--- Begin Provided records ---

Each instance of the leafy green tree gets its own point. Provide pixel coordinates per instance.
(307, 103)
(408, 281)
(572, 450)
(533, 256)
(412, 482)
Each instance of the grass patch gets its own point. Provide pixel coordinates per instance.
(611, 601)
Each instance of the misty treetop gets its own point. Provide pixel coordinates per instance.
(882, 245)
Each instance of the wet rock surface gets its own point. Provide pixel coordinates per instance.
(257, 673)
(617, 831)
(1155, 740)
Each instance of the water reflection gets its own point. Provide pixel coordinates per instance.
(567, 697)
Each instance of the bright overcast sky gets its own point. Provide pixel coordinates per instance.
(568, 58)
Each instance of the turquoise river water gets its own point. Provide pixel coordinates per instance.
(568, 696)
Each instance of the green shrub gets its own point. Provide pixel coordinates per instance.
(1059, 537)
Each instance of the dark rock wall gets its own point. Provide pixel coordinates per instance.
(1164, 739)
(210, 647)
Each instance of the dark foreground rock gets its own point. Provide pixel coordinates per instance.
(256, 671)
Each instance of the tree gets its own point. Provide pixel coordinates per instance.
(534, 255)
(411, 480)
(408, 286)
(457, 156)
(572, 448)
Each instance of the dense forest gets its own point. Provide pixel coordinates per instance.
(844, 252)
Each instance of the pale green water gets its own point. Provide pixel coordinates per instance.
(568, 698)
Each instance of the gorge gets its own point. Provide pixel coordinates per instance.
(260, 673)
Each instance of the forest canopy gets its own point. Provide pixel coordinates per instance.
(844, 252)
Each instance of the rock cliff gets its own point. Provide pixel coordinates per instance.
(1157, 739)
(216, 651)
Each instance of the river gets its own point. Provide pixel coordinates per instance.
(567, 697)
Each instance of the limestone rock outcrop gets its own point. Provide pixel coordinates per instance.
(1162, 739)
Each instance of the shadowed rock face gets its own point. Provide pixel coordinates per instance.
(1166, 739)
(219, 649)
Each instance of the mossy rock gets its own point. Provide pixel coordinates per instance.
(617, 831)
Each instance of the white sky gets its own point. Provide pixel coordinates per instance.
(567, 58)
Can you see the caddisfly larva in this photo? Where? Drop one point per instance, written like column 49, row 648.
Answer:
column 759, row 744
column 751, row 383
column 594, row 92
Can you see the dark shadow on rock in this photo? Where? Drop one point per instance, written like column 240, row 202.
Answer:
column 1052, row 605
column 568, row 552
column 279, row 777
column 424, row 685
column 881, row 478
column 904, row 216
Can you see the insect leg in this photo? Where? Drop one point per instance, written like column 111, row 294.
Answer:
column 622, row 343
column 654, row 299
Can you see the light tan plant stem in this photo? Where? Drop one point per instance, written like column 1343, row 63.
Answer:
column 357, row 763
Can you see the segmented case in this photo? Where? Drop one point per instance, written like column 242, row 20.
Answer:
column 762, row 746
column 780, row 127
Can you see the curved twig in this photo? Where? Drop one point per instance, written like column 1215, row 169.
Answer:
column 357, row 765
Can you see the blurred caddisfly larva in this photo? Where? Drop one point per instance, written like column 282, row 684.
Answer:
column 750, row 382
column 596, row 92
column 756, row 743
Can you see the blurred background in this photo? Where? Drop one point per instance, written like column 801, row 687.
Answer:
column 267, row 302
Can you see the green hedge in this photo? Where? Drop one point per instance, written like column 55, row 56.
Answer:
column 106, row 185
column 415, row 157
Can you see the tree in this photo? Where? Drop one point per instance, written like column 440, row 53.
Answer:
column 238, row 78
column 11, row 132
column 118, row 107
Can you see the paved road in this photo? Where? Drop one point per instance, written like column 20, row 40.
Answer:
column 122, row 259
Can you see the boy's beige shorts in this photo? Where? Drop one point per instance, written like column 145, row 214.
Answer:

--- End Provided records ---

_Problem requirements:_ Could you reproduce every record above exactly as it appears?

_Expected answer:_
Each instance of the leafy green tree gets its own point. Provide pixel coordinates per instance.
(307, 103)
(408, 281)
(572, 450)
(533, 256)
(412, 482)
Each instance of the grass patch gets its own point. Provide pixel coordinates per instance.
(611, 601)
Each instance of the misty treetop gets its own point. Provide pixel coordinates per instance.
(882, 245)
Each instance of the wet rock surface gets its own point. Provide pixel coordinates per instance.
(257, 673)
(617, 831)
(1155, 740)
Each instance of the water reflection gets its own point. Provide pixel coordinates per instance.
(567, 697)
Each instance of the bright overcast sky gets its own point. Provide pixel coordinates per instance.
(568, 58)
Each instance of the turquoise river water gets its own point. Provide pixel coordinates per instance.
(568, 696)
Each instance of the green shrub gets its own point. Provide pixel coordinates per instance.
(1059, 537)
Each instance of the dark rock wall gets its own point. Provide pixel coordinates per instance.
(1164, 739)
(210, 647)
Each instance of the dark foreground rock gets its own point. Provide pixel coordinates per instance.
(256, 671)
Each instance of the tree gets its own point. Provide pixel coordinates per instance.
(534, 255)
(411, 480)
(408, 286)
(457, 156)
(572, 448)
Each instance of the dense forest gets its own point. Provide pixel coordinates per instance.
(844, 252)
Each instance of the pale green water gets its own point. Provide pixel coordinates per instance.
(568, 698)
Each instance of the gorge gets its own point. Provide pixel coordinates per instance.
(260, 673)
Each instance of the forest canopy gets its own point. Provide pixel coordinates per instance.
(844, 252)
Each instance of the rock cliff gets its own point. Provide pixel coordinates per instance.
(1157, 739)
(216, 651)
Each instance of the river gets its own point. Provide pixel coordinates per instance.
(567, 697)
Each instance of the limestone rock outcrop gets its own point. Provide pixel coordinates per instance.
(1162, 739)
Each instance of the shadowed rock face gets its own point. Provide pixel coordinates per instance.
(1166, 739)
(219, 649)
Each instance of the mossy rock gets its own point. Provide pixel coordinates per instance.
(617, 831)
Each instance of the white sky gets its own point. Provide pixel coordinates per instance.
(567, 58)
Can you see the caddisfly larva in this photo? Where? Drop one point per instance, written like column 49, row 648.
Answer:
column 759, row 744
column 751, row 383
column 594, row 92
Can you see the dark shadow on rock in this photo? Where? Drop one point per instance, written like column 240, row 202.
Answer:
column 1052, row 605
column 568, row 552
column 279, row 777
column 424, row 685
column 881, row 478
column 904, row 216
Can you see the insect leg in this photo? Where? Drop one point per instance, written like column 111, row 294.
Answer:
column 622, row 343
column 654, row 299
Can you see the light tan plant stem in this photo? Where? Drop one point per instance, written like column 1343, row 63.
Answer:
column 357, row 763
Can you see the segmented case in this photo? Where? Drop one point per instance, written like column 242, row 20.
Answer:
column 762, row 746
column 780, row 127
Can you see the curved twig in this photo? Where? Drop one point per instance, written like column 1215, row 169.
Answer:
column 357, row 765
Can you see the blurred caddisfly larva in this photo? Where? Drop one point per instance, written like column 282, row 684.
Answer:
column 750, row 382
column 596, row 92
column 756, row 743
Can you see the blurred background in this photo? Where? Drop one point per instance, written like column 801, row 687.
Answer:
column 267, row 302
Can you see the green hedge in this photo? Where? Drop one point per instance, written like column 55, row 56.
Answer:
column 106, row 185
column 415, row 157
Can you see the tree in this photo? Where? Drop one point per instance, written like column 440, row 53.
Answer:
column 238, row 78
column 11, row 132
column 118, row 107
Can you see the paved road in this photo? Where? Drop one point per instance, written like column 20, row 40.
Answer:
column 122, row 259
Can you see the boy's beige shorts in this photo? Where? Drop one point per instance, written like column 145, row 214.
Answer:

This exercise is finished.